» Aim of the exercise
Print the following lines verbatim, starting at the line that contains "reads [[171, 130]]." and stopping after the line that contains "[[202, 185]]".

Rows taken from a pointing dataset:
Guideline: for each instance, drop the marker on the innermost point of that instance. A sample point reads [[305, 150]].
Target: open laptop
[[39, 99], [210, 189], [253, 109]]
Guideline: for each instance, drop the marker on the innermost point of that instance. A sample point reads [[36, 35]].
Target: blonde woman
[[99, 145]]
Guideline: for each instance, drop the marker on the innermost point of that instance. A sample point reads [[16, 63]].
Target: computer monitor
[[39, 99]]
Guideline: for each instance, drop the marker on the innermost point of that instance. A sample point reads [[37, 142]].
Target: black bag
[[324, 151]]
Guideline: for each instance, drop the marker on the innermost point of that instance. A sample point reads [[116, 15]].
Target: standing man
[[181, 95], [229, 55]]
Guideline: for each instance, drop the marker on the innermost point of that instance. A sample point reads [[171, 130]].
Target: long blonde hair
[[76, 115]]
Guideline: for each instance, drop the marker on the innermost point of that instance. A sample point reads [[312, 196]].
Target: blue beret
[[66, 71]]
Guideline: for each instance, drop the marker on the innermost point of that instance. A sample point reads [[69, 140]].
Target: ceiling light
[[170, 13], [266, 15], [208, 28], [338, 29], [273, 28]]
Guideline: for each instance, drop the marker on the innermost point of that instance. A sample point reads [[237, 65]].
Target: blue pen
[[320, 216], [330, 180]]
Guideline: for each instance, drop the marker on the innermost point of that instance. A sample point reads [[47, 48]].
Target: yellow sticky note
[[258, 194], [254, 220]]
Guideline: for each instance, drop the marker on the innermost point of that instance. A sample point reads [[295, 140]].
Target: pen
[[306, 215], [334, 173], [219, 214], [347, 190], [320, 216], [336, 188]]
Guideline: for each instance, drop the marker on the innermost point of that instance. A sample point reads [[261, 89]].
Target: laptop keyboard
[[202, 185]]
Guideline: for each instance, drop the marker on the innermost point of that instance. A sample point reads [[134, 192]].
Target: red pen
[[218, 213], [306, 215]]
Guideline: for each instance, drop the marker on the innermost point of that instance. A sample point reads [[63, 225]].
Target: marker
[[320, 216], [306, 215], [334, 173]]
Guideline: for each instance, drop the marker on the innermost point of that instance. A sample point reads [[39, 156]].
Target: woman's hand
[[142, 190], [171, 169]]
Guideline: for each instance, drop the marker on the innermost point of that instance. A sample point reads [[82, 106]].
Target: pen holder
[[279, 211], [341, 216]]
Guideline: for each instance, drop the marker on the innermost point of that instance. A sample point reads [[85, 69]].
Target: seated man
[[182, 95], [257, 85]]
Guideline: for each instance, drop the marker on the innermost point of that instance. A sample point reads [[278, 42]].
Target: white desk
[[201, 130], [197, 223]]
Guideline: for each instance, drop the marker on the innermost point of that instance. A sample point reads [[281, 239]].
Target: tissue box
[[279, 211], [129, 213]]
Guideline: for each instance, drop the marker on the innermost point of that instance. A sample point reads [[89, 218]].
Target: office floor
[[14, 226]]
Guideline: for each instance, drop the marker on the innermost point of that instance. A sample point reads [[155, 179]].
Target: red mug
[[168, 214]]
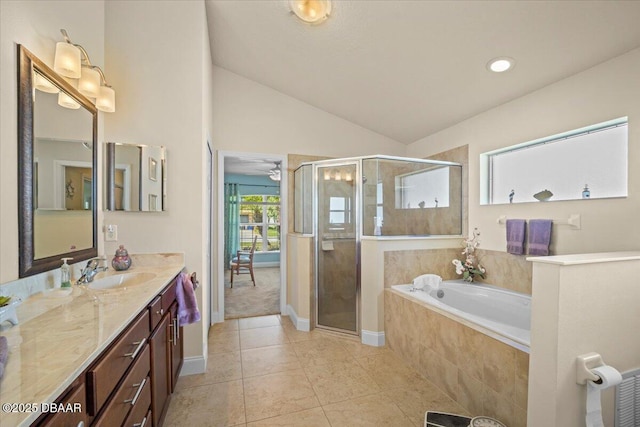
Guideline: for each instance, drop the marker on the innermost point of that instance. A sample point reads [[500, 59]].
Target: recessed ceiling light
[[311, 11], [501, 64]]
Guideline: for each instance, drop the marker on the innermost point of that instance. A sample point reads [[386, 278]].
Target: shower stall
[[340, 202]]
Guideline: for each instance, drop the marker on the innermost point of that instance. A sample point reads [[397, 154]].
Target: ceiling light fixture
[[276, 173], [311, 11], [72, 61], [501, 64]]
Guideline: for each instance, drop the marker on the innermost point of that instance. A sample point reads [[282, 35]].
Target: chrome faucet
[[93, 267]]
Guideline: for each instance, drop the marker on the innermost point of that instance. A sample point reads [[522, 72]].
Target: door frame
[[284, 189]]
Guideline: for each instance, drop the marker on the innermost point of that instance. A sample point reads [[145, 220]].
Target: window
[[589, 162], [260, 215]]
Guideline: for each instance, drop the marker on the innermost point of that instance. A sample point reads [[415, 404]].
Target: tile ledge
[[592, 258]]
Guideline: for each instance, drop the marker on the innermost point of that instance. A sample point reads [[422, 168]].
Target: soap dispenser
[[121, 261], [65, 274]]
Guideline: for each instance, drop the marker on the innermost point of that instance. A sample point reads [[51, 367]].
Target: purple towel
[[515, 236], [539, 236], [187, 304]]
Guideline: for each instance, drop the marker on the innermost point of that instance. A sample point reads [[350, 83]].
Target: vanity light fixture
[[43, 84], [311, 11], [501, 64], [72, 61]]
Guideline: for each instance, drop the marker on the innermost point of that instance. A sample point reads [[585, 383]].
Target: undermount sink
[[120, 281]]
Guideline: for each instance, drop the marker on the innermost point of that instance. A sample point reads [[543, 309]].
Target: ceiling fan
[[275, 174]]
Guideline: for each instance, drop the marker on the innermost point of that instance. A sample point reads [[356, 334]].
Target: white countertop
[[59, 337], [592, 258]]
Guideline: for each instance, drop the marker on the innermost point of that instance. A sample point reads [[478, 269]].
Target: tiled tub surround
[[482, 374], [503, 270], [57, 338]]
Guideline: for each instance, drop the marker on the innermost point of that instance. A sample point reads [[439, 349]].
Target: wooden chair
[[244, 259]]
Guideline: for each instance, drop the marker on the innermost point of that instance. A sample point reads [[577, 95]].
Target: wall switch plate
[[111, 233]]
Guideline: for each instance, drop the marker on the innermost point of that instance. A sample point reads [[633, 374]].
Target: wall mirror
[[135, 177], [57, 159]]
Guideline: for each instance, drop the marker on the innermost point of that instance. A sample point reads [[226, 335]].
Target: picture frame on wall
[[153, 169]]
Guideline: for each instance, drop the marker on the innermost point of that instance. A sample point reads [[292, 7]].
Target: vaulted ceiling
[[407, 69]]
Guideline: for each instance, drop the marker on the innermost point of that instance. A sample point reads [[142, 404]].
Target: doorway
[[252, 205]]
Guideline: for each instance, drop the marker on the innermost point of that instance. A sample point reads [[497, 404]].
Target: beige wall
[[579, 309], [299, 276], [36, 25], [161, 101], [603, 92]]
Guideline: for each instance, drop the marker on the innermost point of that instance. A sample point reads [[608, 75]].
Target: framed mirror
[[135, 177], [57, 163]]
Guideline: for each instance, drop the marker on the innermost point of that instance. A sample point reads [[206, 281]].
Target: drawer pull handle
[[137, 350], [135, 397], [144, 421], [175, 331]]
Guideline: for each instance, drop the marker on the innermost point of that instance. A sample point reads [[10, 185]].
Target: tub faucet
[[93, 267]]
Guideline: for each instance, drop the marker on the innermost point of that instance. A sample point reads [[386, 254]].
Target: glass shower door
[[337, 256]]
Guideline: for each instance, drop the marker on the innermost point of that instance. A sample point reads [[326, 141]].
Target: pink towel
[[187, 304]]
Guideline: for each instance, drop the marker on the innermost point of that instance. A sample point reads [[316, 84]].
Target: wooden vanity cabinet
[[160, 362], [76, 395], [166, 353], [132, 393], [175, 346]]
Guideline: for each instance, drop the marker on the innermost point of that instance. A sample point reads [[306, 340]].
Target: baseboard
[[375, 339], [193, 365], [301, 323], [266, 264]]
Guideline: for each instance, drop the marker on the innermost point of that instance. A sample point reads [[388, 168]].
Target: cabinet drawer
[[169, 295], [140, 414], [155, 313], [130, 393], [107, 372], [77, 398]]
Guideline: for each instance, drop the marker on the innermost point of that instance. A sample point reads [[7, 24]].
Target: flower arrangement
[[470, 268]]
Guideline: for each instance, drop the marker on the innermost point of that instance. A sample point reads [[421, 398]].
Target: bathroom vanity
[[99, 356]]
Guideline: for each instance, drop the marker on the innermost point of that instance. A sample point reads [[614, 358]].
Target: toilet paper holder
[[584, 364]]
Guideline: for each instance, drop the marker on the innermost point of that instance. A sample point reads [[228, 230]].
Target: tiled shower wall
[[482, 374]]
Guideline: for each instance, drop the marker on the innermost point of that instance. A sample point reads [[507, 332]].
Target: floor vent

» Answer to this task
Guideline: for each instance, drop the marker on the innermost point of that instance. A sample point reads [[171, 130]].
Target: long blonde hair
[[76, 115]]
Guideline: for each instance, drop the marker on the innermost point of that instance. A sample point reads [[312, 196]].
Target: blue beret
[[66, 71]]
Guideline: for each instance, drop the marker on the innermost point of that instance. A sample point reads [[69, 140]].
Target: ceiling light
[[170, 13], [266, 15], [208, 28], [338, 29], [273, 28]]
Guideline: for each instance, drop the marker on the innermost point of that instance. A sample point reads [[237, 65]].
Target: blue pen
[[320, 216], [330, 180]]
Guideline: for each instance, drop the marker on the innermost point of that instance. A sample point reads [[47, 48]].
Target: yellow sticky note
[[258, 194], [254, 220]]
Guideline: for each instance, drop the marker on the innermost point of that instance. A sample point reads [[295, 140]].
Target: pen
[[306, 215], [334, 173], [219, 214], [347, 190], [320, 216], [336, 188]]
Guideline: for each instance, drop the marker on the innermost point of that instance. A sample point reads [[261, 89]].
Target: laptop keyboard
[[202, 185]]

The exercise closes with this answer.